[Extract]
--------------------------------------------------
While I'm not one to argue with Fred and Ginger, I do think there is only one way to pronounce potato, and its not with a tah at the end. However, this post is not about any controversy around potato pronunciation (I just thought it would be a good opener), its about potatoes in dog food. As grain free dog foods have become more popular more and more dogs are eating foods that eliminate grains like corn and wheat and instead turn to potatoes for carbohydrates. My own dogs eat a rotation of grain free kibbles, all of which feature potatoes some where on the ingredients list. Still potatoes and dogs can be a somewhat contreversial topic.
Dogs do not require any carbohydrates to survive. The nutrients needed for a dog to function and be healthy are proteins and fats. Unfortunately proteins and fats can be pricey, particularly high quality proteins, and many dog food companies bulk up their foods with low cost carbohydrates such as corn and wheat. These ingredients provide a low cost source of energy for dogs but they don't provide optimal nutrition. Concerned about their dogs getting too many carbohydrates and not enough protein and wanting to closely match a dog's ancestral diet, more and more owners are feeding their dogs raw food, and often prey model raw.
Unfortunately owners who want to feed kibble but also want to feed as close to a natural diet as possible are left with a problem: a completely carb free kibble is an impossibility as some form of carbohydrate is essential to the kibble making process. However, owners don't need to panic, carbs are not necessarily bad for dogs. Even though they are not essential to the canine diet they do provide energy and nutrition and when they are of high quality carbs they can even be beneficial. When looking for a good quality kibble its important to look for one with a high protein content, the first ingredients listed should be meat or fish products such as chicken, chicken meal, salmon, etc. Farther down on the list should be your carbohydrate sources and ideally those should not be form corn, wheat or soy. Wheat, corn, and soy are difficult for dogs to digest, provide no nutritional value, and often trigger allergies. A much better source of carbohydrates is the potato.
Sweet potatoes and white potatoes both contain important nutrients, such as calcium and potassium. Of the two sweet potatoes pack more nutritional punch then white potatoes. They have a lower glycemic index then white potatoes which can be important for dogs with diabetes as foods with high glycemic index cause blood sugar levels to rise. There is also evidence that foods with lower glycemic index and more healthy overall and can help in weight control. Sweet potatoes also have high levels of beta-carotene, a powerful anti-oxident, and plenty of fiber. These are all reasons that I'm happy when I see sweet potatoes listed on the ingredients list in my dogs food.
--------------------------------------------------
[Listed records]
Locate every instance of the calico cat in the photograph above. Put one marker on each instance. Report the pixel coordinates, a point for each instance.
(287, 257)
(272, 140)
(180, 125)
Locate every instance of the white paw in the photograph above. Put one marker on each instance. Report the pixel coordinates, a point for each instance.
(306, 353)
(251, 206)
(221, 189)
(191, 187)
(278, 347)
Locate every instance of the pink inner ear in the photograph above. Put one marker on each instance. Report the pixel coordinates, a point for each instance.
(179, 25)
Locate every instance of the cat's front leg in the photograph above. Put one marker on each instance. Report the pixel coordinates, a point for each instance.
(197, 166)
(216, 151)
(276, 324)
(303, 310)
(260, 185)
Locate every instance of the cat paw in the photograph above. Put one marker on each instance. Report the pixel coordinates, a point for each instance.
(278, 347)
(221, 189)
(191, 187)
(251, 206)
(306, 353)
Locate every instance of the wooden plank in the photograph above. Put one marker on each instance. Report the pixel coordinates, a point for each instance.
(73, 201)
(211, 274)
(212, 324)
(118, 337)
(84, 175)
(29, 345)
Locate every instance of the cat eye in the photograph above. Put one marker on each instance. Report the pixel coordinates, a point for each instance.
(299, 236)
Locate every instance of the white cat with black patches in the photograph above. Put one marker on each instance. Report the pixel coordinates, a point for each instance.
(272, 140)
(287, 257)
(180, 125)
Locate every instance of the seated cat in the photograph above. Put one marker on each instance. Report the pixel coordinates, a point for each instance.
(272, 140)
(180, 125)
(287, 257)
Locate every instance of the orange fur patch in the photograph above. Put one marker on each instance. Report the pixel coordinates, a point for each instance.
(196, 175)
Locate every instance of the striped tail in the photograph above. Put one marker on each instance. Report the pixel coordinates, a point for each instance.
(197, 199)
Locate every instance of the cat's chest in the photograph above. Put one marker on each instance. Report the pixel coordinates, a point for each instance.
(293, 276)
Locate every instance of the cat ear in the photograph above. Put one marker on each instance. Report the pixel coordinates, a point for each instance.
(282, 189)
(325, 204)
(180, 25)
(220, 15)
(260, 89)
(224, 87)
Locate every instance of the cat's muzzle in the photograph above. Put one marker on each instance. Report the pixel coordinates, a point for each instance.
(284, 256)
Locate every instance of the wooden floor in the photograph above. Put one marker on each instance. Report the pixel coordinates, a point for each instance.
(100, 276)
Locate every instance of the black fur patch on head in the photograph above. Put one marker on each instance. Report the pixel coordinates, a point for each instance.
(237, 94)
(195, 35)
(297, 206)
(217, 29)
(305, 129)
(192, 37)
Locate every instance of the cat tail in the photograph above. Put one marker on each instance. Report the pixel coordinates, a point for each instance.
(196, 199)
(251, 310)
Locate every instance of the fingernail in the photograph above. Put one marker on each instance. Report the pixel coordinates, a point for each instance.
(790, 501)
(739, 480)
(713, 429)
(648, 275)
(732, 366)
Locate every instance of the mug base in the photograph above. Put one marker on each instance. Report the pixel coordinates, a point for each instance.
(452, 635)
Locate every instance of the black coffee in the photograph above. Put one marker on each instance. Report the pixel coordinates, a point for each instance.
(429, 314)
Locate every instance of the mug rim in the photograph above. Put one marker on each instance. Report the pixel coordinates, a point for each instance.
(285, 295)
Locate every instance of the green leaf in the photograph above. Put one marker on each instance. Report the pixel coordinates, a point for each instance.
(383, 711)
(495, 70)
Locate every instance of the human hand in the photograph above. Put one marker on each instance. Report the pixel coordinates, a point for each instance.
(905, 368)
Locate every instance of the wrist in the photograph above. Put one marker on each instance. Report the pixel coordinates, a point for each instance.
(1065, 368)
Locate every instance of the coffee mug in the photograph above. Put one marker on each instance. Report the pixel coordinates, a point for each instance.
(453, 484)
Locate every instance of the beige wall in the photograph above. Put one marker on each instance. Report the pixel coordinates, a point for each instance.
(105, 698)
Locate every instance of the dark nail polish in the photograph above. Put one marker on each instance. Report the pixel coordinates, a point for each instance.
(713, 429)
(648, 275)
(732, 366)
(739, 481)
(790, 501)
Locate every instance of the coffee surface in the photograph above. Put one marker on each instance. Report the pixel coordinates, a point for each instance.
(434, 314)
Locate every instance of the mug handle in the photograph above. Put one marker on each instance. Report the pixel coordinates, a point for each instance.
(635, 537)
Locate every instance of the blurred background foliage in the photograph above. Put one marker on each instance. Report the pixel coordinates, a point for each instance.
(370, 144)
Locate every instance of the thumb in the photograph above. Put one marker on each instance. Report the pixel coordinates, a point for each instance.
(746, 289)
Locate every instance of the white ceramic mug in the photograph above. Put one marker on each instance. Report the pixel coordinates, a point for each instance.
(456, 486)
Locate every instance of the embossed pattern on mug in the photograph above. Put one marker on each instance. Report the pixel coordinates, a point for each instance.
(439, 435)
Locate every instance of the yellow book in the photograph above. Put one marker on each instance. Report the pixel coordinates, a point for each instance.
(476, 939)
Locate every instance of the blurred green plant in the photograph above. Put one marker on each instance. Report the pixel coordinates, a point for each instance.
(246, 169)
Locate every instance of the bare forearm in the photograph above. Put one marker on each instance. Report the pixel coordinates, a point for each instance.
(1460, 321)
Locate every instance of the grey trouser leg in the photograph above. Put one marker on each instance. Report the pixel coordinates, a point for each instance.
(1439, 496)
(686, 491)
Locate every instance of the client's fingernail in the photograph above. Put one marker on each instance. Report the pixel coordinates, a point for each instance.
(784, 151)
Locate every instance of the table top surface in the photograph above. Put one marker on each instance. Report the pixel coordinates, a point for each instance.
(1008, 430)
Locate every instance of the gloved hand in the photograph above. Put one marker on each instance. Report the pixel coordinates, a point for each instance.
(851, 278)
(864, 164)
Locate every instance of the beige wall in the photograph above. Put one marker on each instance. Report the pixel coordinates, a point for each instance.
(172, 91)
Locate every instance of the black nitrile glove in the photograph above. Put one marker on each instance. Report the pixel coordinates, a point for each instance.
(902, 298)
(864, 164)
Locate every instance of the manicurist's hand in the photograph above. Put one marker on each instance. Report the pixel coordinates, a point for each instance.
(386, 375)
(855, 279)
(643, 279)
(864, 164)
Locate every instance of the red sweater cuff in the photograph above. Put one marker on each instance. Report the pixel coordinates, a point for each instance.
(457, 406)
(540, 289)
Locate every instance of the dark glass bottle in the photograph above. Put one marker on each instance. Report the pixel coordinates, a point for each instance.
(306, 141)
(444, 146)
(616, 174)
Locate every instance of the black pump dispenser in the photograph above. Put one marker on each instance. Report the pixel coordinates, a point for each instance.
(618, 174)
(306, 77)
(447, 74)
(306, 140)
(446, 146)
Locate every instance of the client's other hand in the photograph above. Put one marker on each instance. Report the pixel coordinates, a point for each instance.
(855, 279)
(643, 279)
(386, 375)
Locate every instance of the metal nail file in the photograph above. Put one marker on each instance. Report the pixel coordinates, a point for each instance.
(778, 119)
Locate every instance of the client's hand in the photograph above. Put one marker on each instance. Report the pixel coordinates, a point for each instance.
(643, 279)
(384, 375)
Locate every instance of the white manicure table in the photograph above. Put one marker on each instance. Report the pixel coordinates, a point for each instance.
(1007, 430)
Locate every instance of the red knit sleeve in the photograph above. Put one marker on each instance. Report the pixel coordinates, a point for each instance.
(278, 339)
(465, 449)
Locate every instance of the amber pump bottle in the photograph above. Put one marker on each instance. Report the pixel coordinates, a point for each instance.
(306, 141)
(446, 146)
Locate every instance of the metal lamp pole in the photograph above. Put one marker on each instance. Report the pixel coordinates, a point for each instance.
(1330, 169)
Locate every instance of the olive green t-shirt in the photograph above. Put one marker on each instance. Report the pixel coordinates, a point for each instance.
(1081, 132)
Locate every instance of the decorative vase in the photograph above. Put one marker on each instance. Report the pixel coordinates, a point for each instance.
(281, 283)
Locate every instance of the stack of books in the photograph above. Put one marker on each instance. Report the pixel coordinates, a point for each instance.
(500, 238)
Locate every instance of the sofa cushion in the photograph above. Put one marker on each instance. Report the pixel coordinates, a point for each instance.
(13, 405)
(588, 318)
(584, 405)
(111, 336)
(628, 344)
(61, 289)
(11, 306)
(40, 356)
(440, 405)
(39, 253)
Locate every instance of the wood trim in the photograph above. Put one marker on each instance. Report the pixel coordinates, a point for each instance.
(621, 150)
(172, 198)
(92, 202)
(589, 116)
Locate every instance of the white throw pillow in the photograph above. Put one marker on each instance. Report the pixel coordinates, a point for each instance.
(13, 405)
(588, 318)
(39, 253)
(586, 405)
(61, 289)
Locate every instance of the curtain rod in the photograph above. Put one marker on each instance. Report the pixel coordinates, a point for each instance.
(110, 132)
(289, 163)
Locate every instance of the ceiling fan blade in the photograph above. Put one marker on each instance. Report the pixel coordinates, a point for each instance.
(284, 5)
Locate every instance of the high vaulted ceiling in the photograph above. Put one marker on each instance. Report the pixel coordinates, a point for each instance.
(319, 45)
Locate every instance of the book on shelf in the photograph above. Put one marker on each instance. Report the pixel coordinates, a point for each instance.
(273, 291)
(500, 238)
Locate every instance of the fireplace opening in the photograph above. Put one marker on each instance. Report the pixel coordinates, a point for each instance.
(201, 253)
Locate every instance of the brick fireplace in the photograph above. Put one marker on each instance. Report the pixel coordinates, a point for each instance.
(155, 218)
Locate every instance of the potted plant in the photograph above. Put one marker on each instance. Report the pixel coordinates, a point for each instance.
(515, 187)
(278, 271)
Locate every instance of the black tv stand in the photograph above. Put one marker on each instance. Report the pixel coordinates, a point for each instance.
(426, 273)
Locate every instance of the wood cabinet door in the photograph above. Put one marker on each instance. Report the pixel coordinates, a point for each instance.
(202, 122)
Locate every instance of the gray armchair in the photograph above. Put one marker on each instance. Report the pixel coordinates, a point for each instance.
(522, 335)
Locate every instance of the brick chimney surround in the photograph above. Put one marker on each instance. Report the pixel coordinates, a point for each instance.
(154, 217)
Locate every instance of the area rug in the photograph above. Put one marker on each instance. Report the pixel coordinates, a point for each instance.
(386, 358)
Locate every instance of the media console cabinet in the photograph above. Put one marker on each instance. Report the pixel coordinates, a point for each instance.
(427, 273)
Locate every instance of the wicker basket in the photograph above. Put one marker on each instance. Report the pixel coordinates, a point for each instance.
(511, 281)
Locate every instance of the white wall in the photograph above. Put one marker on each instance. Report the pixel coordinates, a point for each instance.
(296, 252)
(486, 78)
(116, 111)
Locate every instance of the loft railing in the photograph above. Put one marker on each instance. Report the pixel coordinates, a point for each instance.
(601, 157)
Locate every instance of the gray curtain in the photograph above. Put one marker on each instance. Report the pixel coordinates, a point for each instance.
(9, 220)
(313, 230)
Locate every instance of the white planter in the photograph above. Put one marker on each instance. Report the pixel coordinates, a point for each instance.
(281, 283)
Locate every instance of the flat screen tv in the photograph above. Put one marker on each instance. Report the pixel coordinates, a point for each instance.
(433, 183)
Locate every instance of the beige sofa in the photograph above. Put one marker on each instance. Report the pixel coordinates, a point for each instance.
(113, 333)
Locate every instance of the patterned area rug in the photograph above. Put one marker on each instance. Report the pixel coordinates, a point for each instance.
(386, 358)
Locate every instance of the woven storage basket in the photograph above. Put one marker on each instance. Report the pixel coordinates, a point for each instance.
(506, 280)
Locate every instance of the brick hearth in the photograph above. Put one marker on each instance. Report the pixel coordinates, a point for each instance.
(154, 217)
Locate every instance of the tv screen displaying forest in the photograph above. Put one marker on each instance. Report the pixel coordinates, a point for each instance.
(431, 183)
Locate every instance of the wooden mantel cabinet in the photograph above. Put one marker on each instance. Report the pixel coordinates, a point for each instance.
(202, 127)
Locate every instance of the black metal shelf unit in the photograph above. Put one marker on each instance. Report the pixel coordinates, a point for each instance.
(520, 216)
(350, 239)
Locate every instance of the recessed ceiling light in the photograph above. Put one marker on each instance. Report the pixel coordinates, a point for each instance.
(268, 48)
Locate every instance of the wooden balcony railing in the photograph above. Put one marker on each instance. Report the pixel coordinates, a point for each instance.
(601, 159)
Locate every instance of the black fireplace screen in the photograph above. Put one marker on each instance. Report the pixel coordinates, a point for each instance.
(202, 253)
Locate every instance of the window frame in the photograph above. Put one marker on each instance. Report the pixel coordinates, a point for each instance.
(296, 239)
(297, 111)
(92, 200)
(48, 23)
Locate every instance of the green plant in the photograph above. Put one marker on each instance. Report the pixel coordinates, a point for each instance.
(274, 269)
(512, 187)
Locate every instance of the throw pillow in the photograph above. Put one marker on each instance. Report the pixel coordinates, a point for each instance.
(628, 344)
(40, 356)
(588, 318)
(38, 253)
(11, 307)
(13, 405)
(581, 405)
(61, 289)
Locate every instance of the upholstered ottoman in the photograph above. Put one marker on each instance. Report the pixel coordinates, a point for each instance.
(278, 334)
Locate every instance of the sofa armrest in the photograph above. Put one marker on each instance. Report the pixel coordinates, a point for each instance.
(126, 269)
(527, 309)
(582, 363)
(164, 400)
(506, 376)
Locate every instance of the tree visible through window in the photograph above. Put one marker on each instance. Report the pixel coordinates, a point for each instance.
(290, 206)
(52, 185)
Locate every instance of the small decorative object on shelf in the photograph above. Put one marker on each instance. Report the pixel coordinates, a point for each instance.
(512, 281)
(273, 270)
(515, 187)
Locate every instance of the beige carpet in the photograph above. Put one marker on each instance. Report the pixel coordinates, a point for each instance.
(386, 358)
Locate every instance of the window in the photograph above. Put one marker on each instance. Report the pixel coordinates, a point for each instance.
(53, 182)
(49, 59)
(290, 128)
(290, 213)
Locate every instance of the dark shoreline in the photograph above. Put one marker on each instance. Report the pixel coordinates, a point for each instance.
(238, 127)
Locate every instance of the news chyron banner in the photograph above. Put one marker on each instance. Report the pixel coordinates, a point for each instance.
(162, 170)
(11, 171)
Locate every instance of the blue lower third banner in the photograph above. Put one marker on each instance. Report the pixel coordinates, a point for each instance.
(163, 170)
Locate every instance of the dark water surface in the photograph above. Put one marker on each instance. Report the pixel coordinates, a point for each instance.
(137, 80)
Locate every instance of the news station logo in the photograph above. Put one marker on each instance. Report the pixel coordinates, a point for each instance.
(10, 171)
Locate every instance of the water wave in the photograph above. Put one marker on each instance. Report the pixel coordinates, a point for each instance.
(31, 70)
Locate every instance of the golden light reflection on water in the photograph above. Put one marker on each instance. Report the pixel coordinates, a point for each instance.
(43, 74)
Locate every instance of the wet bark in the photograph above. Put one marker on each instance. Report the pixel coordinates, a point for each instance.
--------------------------------------------------
[How to complete this task] According to the post on potatoes in dog food, why can the lower glycemic index of sweet potatoes matter for dogs with diabetes? The listing has no connection to the post on potatoes in dog food.

[Result] Foods with a high glycemic index cause blood sugar levels to rise.